▼

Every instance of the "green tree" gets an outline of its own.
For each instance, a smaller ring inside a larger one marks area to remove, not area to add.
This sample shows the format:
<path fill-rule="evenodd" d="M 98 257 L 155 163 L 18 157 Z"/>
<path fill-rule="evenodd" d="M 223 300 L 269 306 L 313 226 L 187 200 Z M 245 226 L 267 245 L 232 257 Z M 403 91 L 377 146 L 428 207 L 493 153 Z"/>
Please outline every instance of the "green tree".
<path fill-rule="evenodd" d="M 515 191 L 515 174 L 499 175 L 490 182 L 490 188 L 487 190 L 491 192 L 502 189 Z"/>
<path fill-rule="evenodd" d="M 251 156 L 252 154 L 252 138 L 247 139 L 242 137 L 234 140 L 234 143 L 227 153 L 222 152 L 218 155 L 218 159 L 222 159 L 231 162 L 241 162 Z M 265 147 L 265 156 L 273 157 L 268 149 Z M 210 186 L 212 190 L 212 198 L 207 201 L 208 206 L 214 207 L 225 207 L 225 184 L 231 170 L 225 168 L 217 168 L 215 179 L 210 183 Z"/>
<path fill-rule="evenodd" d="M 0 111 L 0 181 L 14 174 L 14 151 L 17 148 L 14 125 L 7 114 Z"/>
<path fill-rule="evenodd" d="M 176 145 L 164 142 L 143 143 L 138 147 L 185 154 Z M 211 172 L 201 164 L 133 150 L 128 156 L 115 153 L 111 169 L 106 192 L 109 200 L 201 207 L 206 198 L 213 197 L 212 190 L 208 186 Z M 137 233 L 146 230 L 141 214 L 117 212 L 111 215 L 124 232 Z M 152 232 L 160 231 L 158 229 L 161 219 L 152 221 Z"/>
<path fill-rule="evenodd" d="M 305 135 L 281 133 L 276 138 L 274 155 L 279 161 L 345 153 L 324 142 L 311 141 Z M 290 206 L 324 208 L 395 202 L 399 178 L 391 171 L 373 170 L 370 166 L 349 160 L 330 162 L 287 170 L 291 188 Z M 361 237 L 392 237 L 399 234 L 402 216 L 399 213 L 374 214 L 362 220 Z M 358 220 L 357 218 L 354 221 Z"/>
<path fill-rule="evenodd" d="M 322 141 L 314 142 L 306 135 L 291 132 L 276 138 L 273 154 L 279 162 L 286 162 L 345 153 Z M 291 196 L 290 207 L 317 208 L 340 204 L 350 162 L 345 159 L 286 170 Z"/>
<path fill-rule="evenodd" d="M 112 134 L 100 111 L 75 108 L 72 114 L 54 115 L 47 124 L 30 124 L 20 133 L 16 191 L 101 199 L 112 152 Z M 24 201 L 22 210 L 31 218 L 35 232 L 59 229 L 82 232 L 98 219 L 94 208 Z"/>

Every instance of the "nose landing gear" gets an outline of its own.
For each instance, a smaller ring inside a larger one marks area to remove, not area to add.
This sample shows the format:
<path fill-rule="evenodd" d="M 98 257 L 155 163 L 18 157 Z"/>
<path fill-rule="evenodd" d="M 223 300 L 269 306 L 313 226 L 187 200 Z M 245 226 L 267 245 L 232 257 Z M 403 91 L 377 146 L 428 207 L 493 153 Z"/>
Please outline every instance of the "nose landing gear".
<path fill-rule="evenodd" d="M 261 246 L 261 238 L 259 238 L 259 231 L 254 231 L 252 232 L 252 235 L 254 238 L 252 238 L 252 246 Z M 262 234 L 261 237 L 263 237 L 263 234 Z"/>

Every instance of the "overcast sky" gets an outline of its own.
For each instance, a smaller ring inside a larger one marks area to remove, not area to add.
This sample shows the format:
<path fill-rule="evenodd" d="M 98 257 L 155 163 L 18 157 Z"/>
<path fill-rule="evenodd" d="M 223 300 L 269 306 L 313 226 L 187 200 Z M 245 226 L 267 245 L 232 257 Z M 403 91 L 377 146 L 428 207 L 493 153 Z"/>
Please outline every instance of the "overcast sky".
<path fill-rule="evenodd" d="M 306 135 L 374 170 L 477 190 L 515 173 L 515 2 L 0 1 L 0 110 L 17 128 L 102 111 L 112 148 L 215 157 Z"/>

▲

### What you are asked to do
How many lines in the entries above contain the word "instance"? Reply with the number alone.

### Result of this exercise
9